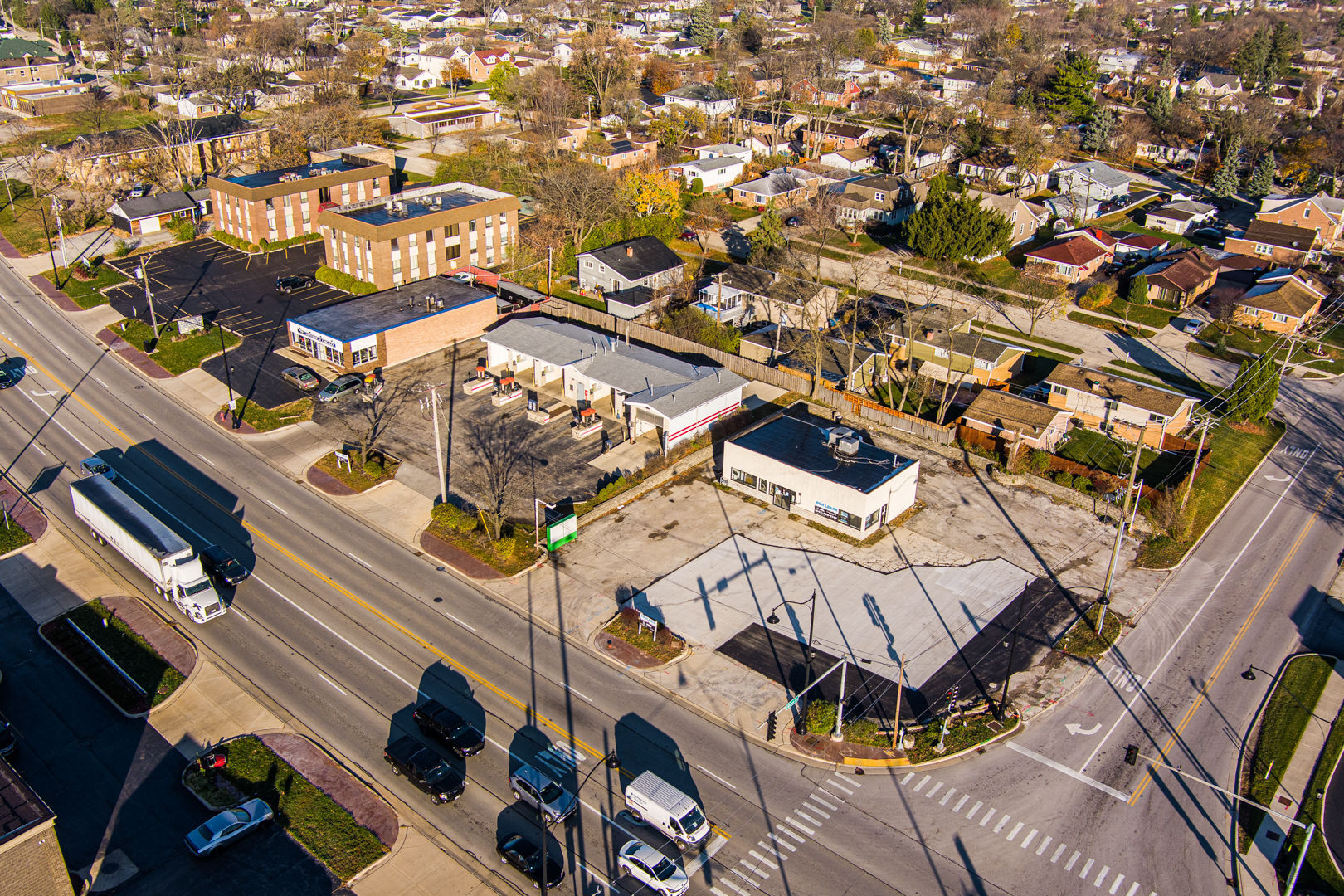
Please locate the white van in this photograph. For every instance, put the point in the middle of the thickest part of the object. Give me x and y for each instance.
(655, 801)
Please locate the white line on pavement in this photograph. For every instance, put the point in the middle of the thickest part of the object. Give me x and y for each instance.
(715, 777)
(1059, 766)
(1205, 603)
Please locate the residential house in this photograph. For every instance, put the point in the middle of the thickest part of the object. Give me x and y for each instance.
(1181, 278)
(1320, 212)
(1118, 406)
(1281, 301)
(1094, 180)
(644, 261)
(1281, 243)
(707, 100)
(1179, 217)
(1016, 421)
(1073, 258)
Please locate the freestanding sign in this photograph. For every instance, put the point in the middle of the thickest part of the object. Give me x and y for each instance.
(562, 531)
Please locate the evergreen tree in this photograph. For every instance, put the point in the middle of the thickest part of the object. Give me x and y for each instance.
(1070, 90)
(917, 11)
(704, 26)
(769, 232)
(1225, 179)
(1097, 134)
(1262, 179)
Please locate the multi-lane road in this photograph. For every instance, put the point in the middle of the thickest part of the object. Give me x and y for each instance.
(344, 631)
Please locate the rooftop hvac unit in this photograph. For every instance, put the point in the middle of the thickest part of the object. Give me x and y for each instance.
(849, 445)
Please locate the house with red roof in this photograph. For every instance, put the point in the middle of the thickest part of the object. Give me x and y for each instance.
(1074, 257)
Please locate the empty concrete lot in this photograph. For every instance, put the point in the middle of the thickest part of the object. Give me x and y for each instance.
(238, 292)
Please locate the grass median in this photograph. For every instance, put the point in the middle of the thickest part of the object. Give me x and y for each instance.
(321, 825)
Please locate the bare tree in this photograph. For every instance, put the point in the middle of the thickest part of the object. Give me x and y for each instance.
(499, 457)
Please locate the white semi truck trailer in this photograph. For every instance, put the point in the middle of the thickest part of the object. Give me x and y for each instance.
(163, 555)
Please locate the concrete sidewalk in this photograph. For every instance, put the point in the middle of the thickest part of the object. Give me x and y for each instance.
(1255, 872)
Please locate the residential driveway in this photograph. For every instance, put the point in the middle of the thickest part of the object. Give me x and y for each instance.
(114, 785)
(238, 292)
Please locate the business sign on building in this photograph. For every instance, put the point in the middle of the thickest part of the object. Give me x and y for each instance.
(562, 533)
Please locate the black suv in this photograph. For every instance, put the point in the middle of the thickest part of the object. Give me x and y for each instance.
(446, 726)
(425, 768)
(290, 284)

**What is required**
Could you copy all of the data above word for word, leaving the pictures out?

**Exercise result**
Please locate the white van in this photograph. For every instance, put the point in the middle of the thickest part of the object. Give me x and y for each instance.
(655, 801)
Please locate the white line on pavement in this photograph. For every instance, put the point in the middle of the thickest part of the object. Give me x and y for each instance.
(715, 777)
(1059, 766)
(1205, 603)
Please locate the residential house in this photograph. For every instance, put the point in the middle of the thickest part of the object. Give me x and y for each instance.
(1181, 278)
(1320, 212)
(1118, 406)
(1281, 301)
(1094, 180)
(644, 261)
(1281, 243)
(707, 100)
(1179, 217)
(1016, 421)
(1073, 258)
Please locate the freestanding sign in this photograph. For every instance, put the point in the middle of the thickest part of the object. Give me x and y for each instance.
(562, 531)
Please locate the evergreen tree in this photograph. For every instance, put the point in the middle of the thickest part of the object. Give me x and y for each instance.
(1070, 90)
(917, 11)
(704, 26)
(769, 232)
(1225, 179)
(1097, 134)
(1262, 179)
Please locate the multi-lane road in this photograph. For every instance, put the point in the middle of the thickest part of the object. Give me x and y for each instance.
(344, 631)
Please locate the rooftop hvac unit in this photograph. For every instance, put the point in the middle of the thickest part of the object. Give me x and y for each instance.
(849, 445)
Please locate the house with red roof in this photograph. For every instance, put the point in the middle of the thickest part of the object. Give me x and y for each instance.
(1074, 257)
Please locate the empty concrete lot in this photograph. For every instance, put the point in the middle of the thickest part of the object. Give me x and y for each instance.
(238, 292)
Please locate the grass median in this photograph. For every instance, put the point in the middle of the thickest part of the object. Give me x and y for each instance.
(321, 825)
Please locate the bare tree in this photograph. For every instance, put the point in the middle of the thickest part of the object. Give me x and y for each instance.
(499, 457)
Please locate the white semi truck trailer in this photograph. For every instance, put the point in the middle of the thickest part of the object. Give me x and y for each instance.
(163, 555)
Please locate the concrete sidewalk in this photograph. For every instance, put the point in the middle of the thickest part of the object. Give me x and y for each instance.
(1255, 872)
Please locate the residential driveway in this photograph. For every instance, put the point in the middle of the thickest part of the object. Give me x and y for each instance.
(114, 785)
(238, 292)
Please locate the business sign on building in this photograph. For every instance, put the point in the middle of the thickest part of the object. Give me x and y for each instance.
(562, 533)
Please locate the black suv in this photograph. For every instance, put the point in the middle of the thickest part of the object. Give me x and y for each instance.
(446, 726)
(425, 768)
(290, 284)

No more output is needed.